Write out the part of the hospital passage below that falls between "Eventually about four" and "the hospital again.", inclusive, keeping every word unchanged.

◆ **Document passage**

■ ■ ■

Another thirty minutes go by and I get another call from the hospital – this one from one of the nurses in the recovery room. He again tells me that Carol is doing well, but that they don’t have a room available for her at the moment and so she’s staying in recovery until one becomes available. He says that she is currently number five on the list to move up to the floor and he was guessing sometime around two hours would be needed since that was what the last patient took to get up to the inpatient floors.
If you were paying attention in the first paragraph of this post, you would have noticed the foreshadowing of this problem. The garage was really crowded. Several others had commented on that fact that I happened to pass by on my way to or from the car. If the garage is crowded, it stands to be that the hospital is also crowded. We know that the surgeon had confirmed with the head of surgery that Carol’s case would continue today, but that they wanted to discharge her as fast as they safely could in order to open up the bed.
Swedish First Hill, like many other hospitals in the US is starting to get hit really hard by an increase in coronavirus patients. While Carol’s case has nothing at all to do with covid-19, her inability to move to a room in a reasonable time frame is a symptom of our inability to flatten the curve of the pandemic. In fact, it’s quite possible that her surgery may have been delayed for days or even weeks because of a lack of available beds if it had been scheduled for next week given the rate of increased infections requiring hospitalization in the Seattle area.
Three hours pass and I’ve heard nothing, so I call the hospital to check. Carol is still in recovery and not in a room, but the switchboard doesn’t really know more information than that. She says that some patients have taken 24 hours to get a room; not exactly what I wanted to hear.
Eventually about four hours after she had been moved to recovery, I finally get a call from Carol herself as she has just been wheeled up into room 1118. She was calling me from the room phone. We have a quick conversation where I tell her what I had heard from the surgeon (more than she was able to pick up when she was just coming up from anesthesia).
The other news is that I need to race down to the hospital right away and bring all of the stuff I had planned to bring tomorrow. Swedish has decided to close the hospital to all visitors effective tomorrow morning due to covid-19 in the communit, so I won’t be able to see her in person after tonight. I quickly pack those items up (I’m quite glad we had planned this out and had stacks already prepared for what to take) and drive down I-5 to get to the hospital again.

■ ■ ■

◆ **Supplied data**

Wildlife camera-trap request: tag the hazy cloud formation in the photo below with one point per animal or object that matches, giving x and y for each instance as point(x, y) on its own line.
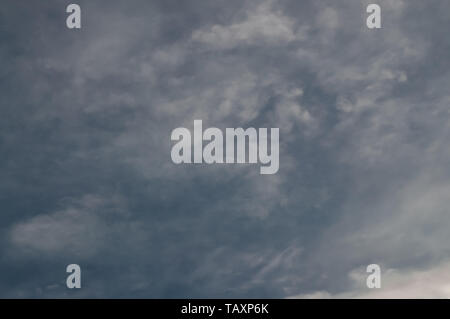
point(86, 175)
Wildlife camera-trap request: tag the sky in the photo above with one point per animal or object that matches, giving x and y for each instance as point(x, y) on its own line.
point(86, 175)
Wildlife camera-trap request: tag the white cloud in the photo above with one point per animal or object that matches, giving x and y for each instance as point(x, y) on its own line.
point(430, 283)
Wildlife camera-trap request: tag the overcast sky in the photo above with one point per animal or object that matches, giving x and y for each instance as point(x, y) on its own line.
point(86, 175)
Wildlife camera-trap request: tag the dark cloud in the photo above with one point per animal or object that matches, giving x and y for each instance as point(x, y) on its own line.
point(86, 175)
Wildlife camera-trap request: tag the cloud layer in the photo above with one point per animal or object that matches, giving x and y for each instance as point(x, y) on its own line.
point(86, 175)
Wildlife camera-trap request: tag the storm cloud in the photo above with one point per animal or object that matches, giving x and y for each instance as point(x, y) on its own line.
point(86, 175)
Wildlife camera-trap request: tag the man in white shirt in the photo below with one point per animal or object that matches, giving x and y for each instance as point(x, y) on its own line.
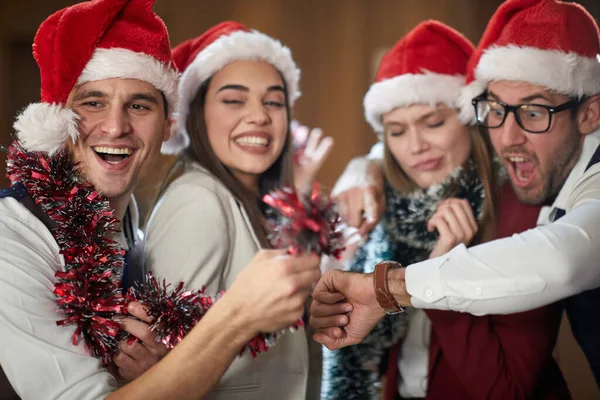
point(108, 87)
point(538, 67)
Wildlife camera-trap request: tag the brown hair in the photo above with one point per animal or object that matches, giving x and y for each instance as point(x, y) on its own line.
point(482, 157)
point(201, 152)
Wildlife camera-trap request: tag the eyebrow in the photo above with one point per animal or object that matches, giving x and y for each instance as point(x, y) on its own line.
point(274, 88)
point(145, 96)
point(429, 114)
point(89, 93)
point(528, 99)
point(233, 87)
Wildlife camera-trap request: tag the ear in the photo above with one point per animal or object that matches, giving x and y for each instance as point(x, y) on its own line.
point(588, 115)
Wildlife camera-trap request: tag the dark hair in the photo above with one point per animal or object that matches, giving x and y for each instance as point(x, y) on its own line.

■ ■ ■

◆ **Written response**
Eventually about four hours after she had been moved to recovery, I finally get a call from Carol herself as she has just been wheeled up into room 1118. She was calling me from the room phone. We have a quick conversation where I tell her what I had heard from the surgeon (more than she was able to pick up when she was just coming up from anesthesia).
The other news is that I need to race down to the hospital right away and bring all of the stuff I had planned to bring tomorrow. Swedish has decided to close the hospital to all visitors effective tomorrow morning due to covid-19 in the communit, so I won’t be able to see her in person after tonight. I quickly pack those items up (I’m quite glad we had planned this out and had stacks already prepared for what to take) and drive down I-5 to get to the hospital again.